-- Start RECORDS SUPPLIED --

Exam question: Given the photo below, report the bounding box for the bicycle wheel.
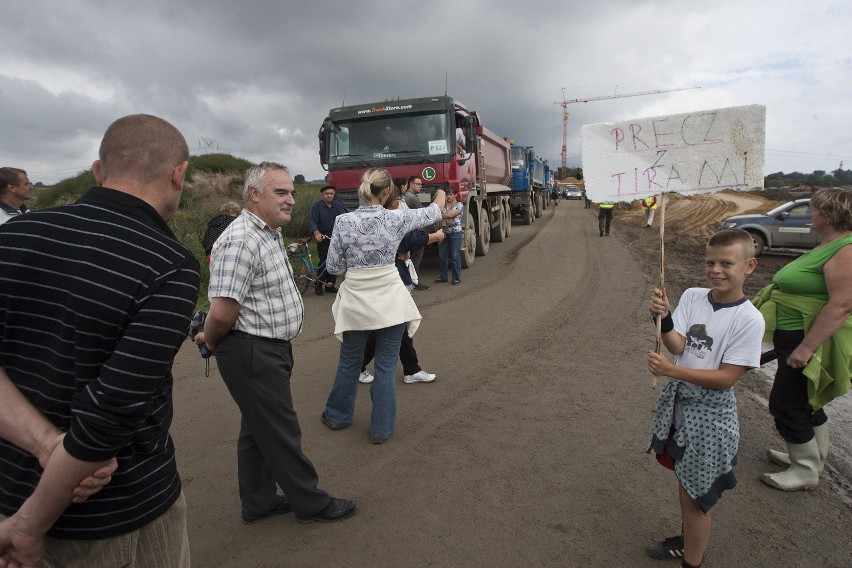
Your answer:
[293,258,313,294]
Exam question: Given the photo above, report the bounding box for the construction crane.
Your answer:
[553,87,701,175]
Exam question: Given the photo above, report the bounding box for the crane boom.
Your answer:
[553,86,701,175]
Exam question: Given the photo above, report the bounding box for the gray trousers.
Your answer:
[215,332,331,517]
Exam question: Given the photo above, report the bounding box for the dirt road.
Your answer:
[172,197,852,568]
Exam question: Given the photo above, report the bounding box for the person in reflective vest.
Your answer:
[598,201,615,236]
[642,195,657,227]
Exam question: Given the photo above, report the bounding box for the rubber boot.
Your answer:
[766,422,829,473]
[760,437,819,491]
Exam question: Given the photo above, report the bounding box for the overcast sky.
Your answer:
[0,0,852,184]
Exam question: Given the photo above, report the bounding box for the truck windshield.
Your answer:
[512,148,527,170]
[329,113,455,163]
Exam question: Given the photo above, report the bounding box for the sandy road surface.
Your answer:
[172,197,852,567]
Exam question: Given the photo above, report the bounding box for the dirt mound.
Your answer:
[613,192,795,298]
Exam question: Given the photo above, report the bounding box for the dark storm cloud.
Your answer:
[0,0,850,179]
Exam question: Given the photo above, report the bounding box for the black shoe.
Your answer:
[648,535,683,560]
[320,412,349,430]
[240,495,293,525]
[296,497,356,523]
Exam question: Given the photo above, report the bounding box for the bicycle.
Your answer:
[285,235,329,294]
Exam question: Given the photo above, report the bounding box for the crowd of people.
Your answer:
[0,111,852,568]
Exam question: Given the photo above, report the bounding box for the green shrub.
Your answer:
[31,158,322,310]
[29,170,97,209]
[186,154,254,181]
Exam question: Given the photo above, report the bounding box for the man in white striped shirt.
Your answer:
[196,162,355,524]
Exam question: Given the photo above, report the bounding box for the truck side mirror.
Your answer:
[317,118,329,166]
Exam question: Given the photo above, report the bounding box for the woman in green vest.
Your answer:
[754,188,852,491]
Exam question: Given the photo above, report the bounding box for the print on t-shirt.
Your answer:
[686,323,713,359]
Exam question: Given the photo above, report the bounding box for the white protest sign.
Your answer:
[582,105,766,203]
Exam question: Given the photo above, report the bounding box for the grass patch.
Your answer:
[30,154,330,310]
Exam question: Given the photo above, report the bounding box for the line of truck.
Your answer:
[319,96,553,268]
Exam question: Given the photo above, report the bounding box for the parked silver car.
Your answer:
[562,183,583,199]
[721,199,820,254]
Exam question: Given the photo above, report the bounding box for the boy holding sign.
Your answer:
[648,229,764,568]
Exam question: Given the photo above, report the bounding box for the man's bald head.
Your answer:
[98,114,189,185]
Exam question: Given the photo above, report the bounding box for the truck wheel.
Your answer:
[748,231,766,256]
[491,202,506,243]
[476,204,491,256]
[503,201,512,239]
[461,212,476,268]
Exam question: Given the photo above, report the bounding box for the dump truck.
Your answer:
[509,141,550,225]
[318,96,512,268]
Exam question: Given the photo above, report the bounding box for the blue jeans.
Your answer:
[438,231,462,282]
[325,323,407,440]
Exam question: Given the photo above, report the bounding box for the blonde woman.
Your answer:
[322,168,445,444]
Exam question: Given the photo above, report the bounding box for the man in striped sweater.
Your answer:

-- End RECORDS SUPPLIED --

# [THE EXERCISE]
Copy all of the items above word for word, but leave the pictures out.

# [RESULT FOR THIS TASK]
Exam question: Given the photo below, report the bounding box for the bicycle wheel.
Your answer:
[293,258,313,294]
Exam question: Given the photo above, report the bounding box for the construction crane.
Your answer:
[553,87,701,175]
Exam question: Given the photo above, report the bounding box for the crane boom.
Your answer:
[553,86,701,175]
Exam question: Given the photo above, report the bounding box for the gray trousers.
Your answer:
[215,332,331,517]
Exam question: Given the photo above, report the bounding box for the dirt road.
Your answer:
[172,197,852,568]
Exam question: Given the photo above, report the bounding box for the person in reflective vest.
Your answer:
[598,201,615,236]
[642,195,657,227]
Exam question: Given the photo above, report the bounding box for the rubber boot.
Your answer:
[766,422,829,473]
[760,437,819,491]
Exam question: Given the photo above, report the bounding box for the overcast sky.
Your answer:
[0,0,852,184]
Exam question: Given the photo above, report the bounding box for the truck windshield.
Your answer:
[512,148,527,170]
[329,113,455,163]
Exam question: Given the photo above, report the bounding box for the sandy road surface.
Your answer:
[172,197,852,567]
Exam question: Given the photo above, report the bounding box for the dirt mound.
Your answer:
[613,192,795,298]
Exam question: Given the photo above, report the bounding box for the dark storm cloud.
Your answer:
[0,0,850,179]
Exam question: Given the photo above, report the bounding box for the black shoe.
Your answer:
[648,535,683,560]
[320,412,349,430]
[240,495,293,525]
[296,497,356,523]
Exam question: Given the photo above, report the bounding box for the bicycle.
Your answer:
[285,235,329,294]
Exam question: Given the photo above, report the bounding box for the crowd of people.
Your answer:
[0,111,852,568]
Exam question: Given the photo above, report the bounding box for the green shrub.
Your answer:
[31,158,322,310]
[29,170,97,209]
[186,154,254,181]
Exam question: Given the photo above, report the bounding box for the man in white striped shirt.
Your answer:
[196,162,355,524]
Exam question: Given the photo above, report the bounding box for the truck side mirror.
Your answer:
[317,118,329,166]
Exam question: Given the photo above, report the bounding box for the woman in green vest.
Your answer:
[754,188,852,491]
Exam question: Given the photo above, report the bounding box for the print on t-shirt.
Your answer:
[686,323,713,359]
Exam question: Given the photo above, report the bounding box for the white protest sign.
Your answer:
[582,105,766,203]
Exam question: Given the photo above, report the bounding box for the grass patch.
Your answer:
[30,154,330,310]
Exam question: Given the photo above, report the bounding box for the line of truck.
Your answer:
[319,96,553,268]
Exam question: Given the photo above, report the bounding box for the parked silver car.
Your answer:
[562,183,583,199]
[721,199,820,254]
Exam question: Given the photo above, report the bounding box for the boy holding sign.
Your answer:
[648,229,764,568]
Exam question: Given the photo above, report the bounding box for the man's bald head.
Your answer:
[98,114,189,185]
Exam question: Given the photo above, report the bounding box for the truck wheel.
Your answer:
[748,231,766,256]
[491,202,506,243]
[476,204,491,256]
[503,201,512,239]
[461,212,476,268]
Exam question: Given the photo above, report the bounding box for the dump truck.
Your answer:
[509,141,550,225]
[318,96,512,268]
Exam question: Given the photo above, report the bounding box for the blue jeans.
Your answer:
[438,231,462,282]
[325,323,407,440]
Exam question: Given the photo above, report the bounding box for the blonde woman.
Your answer:
[322,168,445,444]
Exam question: Given the photo above, report the bounding box for the man in striped sweater.
Your answer:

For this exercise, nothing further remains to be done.